These crises are interlinked, and at the heart of them is our loss of connection to the natural world.

The Ramsar Convention is more important now than ever before and we, as a partner, must continue to raise the profile of wetlands, designate and protect more wetlands, and encourage the wise-use principles so that generations to come can benefit.

Ramsar facts

  • For centuries wetlands were seen as obstacles to development and farming. It was the concern of ornithologists about wetland destruction that prompted the work that led to the Ramsar Convention. Their wider benefits for people have been recognised relatively recently.
  • Ramsar pioneered the ‘wise use’ concept. This meant that sustainable use of protected wetlands was possible as long as this was with respect to the interests for why the site is important. This is now a common approach but was pioneering in the 1960s when protected sites were very much seen as strict nature reserves.
  • On joining the Ramsar Convention countries must designate at least one wetland as internationally important, and are encouraged to establish a national network of sites after that.
  • Loch Lomond in Scotland, Lindisfarne and the Ouse Washes in England, Northern Ireland’s Lough Neagh and Lough Beg, and Cors Fochno and the Dyfi in Wales were among the first UK Ramsar wetlands, all designated in 1976.

- DATASET ENTRIES
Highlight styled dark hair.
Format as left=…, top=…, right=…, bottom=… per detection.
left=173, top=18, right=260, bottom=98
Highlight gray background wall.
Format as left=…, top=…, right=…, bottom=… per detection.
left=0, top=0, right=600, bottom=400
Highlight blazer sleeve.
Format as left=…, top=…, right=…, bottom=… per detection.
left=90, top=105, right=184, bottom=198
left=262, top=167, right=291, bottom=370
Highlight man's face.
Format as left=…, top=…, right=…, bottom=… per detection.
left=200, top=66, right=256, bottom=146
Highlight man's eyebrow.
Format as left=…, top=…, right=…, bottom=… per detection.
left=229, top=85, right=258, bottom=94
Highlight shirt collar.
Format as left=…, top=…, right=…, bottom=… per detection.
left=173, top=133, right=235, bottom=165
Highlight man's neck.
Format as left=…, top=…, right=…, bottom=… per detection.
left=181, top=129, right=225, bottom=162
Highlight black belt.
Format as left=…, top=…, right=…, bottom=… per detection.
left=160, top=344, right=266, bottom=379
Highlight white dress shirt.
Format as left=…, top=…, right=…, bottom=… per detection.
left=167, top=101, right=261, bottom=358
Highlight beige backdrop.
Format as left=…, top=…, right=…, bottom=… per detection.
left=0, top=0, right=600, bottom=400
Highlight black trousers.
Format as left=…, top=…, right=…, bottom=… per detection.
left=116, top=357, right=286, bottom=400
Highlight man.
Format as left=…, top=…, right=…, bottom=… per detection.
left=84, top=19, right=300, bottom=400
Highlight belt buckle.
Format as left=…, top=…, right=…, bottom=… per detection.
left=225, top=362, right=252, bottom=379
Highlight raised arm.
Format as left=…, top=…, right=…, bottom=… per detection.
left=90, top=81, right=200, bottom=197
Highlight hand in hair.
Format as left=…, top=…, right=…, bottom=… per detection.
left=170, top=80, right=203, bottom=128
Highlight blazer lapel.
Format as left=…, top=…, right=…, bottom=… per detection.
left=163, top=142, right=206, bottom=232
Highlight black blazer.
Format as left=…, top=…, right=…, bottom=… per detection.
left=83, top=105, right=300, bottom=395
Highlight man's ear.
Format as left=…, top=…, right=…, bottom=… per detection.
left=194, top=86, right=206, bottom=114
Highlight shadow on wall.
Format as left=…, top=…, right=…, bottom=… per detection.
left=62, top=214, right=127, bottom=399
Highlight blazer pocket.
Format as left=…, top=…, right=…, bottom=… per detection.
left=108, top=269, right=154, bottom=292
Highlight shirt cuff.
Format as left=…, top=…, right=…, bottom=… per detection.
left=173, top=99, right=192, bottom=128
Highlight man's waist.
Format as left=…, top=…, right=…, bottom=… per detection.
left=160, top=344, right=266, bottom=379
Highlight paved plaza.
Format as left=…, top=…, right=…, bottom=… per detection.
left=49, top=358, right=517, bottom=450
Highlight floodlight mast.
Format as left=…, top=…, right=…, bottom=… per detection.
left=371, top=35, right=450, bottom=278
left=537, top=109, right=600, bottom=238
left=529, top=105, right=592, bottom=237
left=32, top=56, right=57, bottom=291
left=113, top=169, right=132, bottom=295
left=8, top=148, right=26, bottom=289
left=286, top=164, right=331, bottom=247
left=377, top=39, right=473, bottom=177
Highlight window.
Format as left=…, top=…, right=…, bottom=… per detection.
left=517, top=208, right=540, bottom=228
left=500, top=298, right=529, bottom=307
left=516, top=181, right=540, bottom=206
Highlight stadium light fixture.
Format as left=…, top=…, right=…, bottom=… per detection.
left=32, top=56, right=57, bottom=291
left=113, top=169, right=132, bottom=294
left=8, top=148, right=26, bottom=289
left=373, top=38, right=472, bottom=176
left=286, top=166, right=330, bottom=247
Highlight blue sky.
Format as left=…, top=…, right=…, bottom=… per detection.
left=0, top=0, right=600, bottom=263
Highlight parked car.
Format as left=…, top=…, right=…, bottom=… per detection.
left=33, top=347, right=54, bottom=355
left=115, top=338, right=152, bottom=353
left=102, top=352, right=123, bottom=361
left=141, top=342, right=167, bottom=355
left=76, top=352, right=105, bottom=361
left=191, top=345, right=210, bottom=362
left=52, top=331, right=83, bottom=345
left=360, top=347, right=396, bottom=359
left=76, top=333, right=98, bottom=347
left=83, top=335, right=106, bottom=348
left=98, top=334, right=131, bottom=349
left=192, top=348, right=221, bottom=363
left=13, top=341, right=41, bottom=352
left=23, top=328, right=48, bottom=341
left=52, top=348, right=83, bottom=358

- PROBLEM
Condense the paragraph in the wetlands text above that begins "The Ramsar Convention is more important now" into a brief list that keeps its main points.

- RESULT
- The Ramsar Convention matters more now than ever.
- As a partner, we must keep raising the profile of wetlands.
- We must designate and protect more wetlands.
- We must encourage the wise-use principles so that future generations can benefit.